* _LAVORO RICHIESTO_:
Quali righe dei dati qui sotto contengono la parola "When", distinguendo tra maiuscole e minuscole? Selezionale e ricopiale tutte.

━━━━━ DATI FORNITI ━━━━━

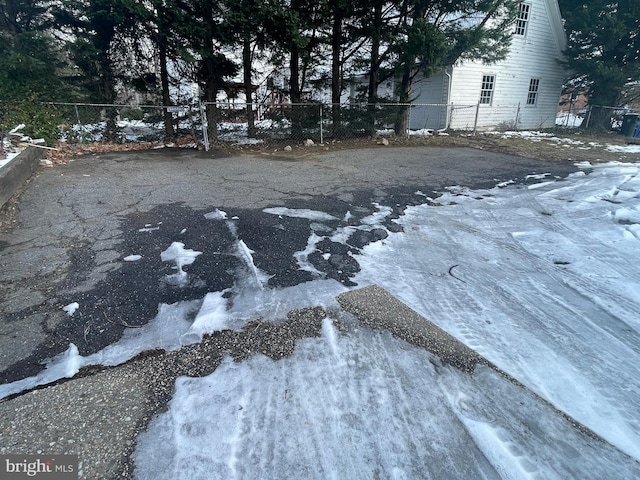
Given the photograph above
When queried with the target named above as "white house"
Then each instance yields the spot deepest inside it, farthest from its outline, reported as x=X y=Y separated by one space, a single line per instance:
x=521 y=91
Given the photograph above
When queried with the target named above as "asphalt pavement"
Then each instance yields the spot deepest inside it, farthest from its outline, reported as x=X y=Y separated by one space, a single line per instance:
x=78 y=221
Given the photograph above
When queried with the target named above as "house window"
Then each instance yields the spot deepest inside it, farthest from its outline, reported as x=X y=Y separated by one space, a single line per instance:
x=532 y=96
x=523 y=19
x=486 y=92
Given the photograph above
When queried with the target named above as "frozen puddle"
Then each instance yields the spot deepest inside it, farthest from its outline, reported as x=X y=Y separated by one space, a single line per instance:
x=364 y=405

━━━━━

* _RISPOSTA ALL'ESERCIZIO_:
When queried with the target named above as "white house"
When queried with the target named above as "asphalt pavement"
When queried with the target named above as "house window"
When queried with the target named above as "frozen puddle"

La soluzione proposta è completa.